## [Exercises to complete]
(1) According to the SRP connection report, what firmware version were both sides running?
(2) Shorten the paragraph of the SRP connection report that begins "So far I have been able" while keeping its main facts.
(3) Pick up the SRP connection report after its final sentence and continue it.

## [Source passage]

So far I have been able to reproduce this behavior once after pushing 
the reset button of the initiator system while it was in the connected 
state. After the initiator system had finished rebooting I started 
ibdump on both IB ports of the target system (attached to this e-mail). 
What surprised me is that I found all the messages I expected in the 
ibdump output (e.g. IB MAD device management query) but no CM messages. Both 
sides were running FW 2.32.5100. The following messages were logged at 
the initiator side while ibdump was running at the target side:

Oct 02 17:43:42 msi kernel: scsi host14: ib_srp: REJ received
Oct 02 17:43:42 msi kernel: scsi host14:   REJ reason: stale connection
Oct 02 17:43:42 msi kernel: scsi host14: ib_srp: giving up on stale connection
Oct 02 17:43:42 msi kernel: scsi host14: ib_srp: Connection 0/12 failed
Oct 02 17:43:42 msi kernel: scsi host15: ib_srp: REJ received
Oct 02 17:43:42 msi kernel: scsi host15:   REJ reason: stale connection
Oct 02 17:43:42 msi kernel: scsi host15: ib_srp: giving up on stale connection
Oct 02 17:43:42 msi kernel: scsi host15: ib_srp: Connection 0/12 failed

After a few more login attempts SRP login succeeded.

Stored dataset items
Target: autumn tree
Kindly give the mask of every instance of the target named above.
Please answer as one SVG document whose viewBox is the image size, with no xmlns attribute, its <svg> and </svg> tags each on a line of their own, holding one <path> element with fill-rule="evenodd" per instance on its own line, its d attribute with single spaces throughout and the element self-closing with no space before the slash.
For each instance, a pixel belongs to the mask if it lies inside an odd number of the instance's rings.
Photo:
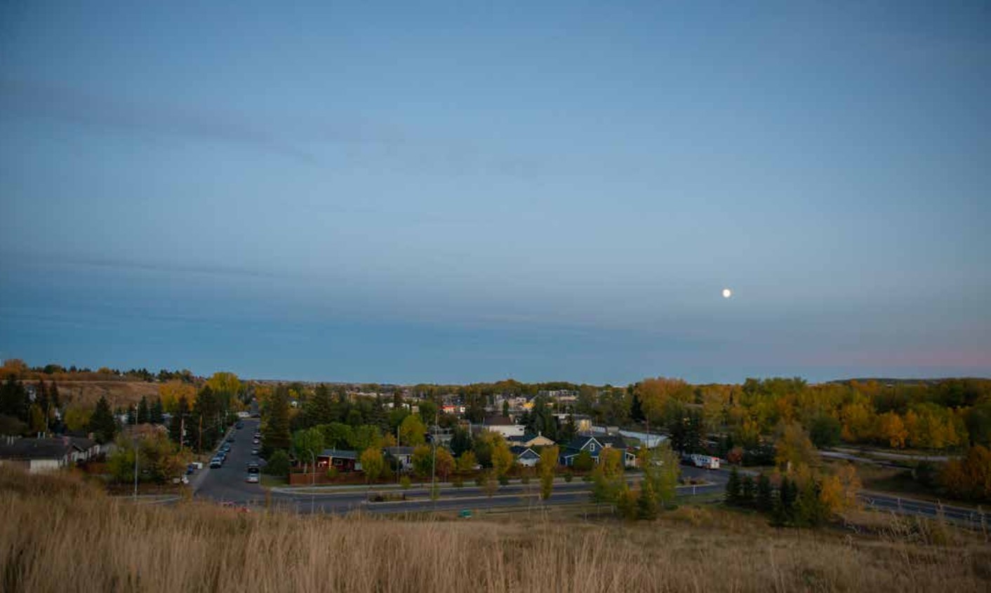
<svg viewBox="0 0 991 593">
<path fill-rule="evenodd" d="M 798 423 L 784 423 L 779 427 L 775 463 L 791 471 L 793 467 L 810 465 L 816 461 L 816 447 Z"/>
<path fill-rule="evenodd" d="M 427 428 L 419 416 L 407 416 L 399 425 L 399 443 L 403 446 L 416 446 L 426 443 Z"/>
<path fill-rule="evenodd" d="M 558 454 L 560 449 L 557 446 L 545 446 L 540 451 L 540 461 L 538 470 L 540 471 L 540 498 L 547 500 L 554 490 L 554 473 L 557 470 Z"/>
<path fill-rule="evenodd" d="M 114 435 L 117 434 L 117 421 L 114 420 L 114 413 L 110 410 L 106 396 L 100 396 L 96 402 L 93 415 L 89 418 L 88 428 L 96 442 L 101 445 L 114 440 Z"/>
<path fill-rule="evenodd" d="M 382 449 L 376 447 L 366 448 L 361 454 L 362 471 L 365 472 L 365 479 L 372 483 L 379 479 L 385 469 L 385 459 L 382 455 Z"/>
</svg>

## [Answer list]
(1) Both sides were running FW 2.32.5100.

(2) The behavior was reproduced once by pushing the reset button of the initiator system while it was connected. Once the initiator had rebooted, ibdump was started on both IB ports of the target system. Its output contained all the expected messages, such as the IB MAD device management query, but no CM messages. Both sides ran FW 2.32.5100, and the initiator logged the following messages while ibdump ran on the target side:

(3)
Bart.
diff mbox

Patch

diff --git a/drivers/infiniband/ulp/srp/ib_srp.c b/drivers/infiniband/ulp/srp/ib_srp.c
index d3c712f..9608e7a 100644
--- a/drivers/infiniband/ulp/srp/ib_srp.c
+++ b/drivers/infiniband/ulp/srp/ib_srp.c
@@ -904,7 +904,6 @@  static void srp_rport_delete(struct srp_rport *rport)
 
 static int srp_connect_target(struct srp_target_port *target)
 {
-	int retries = 3;
 	int ret;
 
 	WARN_ON_ONCE(target->connected);
@@ -945,19 +944,10 @@  static int srp_connect_target(struct srp_target_port *target)
 			break;
 
 		case SRP_STALE_CONN:
-			/* Our current CM id was stale, and is now in timewait.
-			 * Try to reconnect with a new one.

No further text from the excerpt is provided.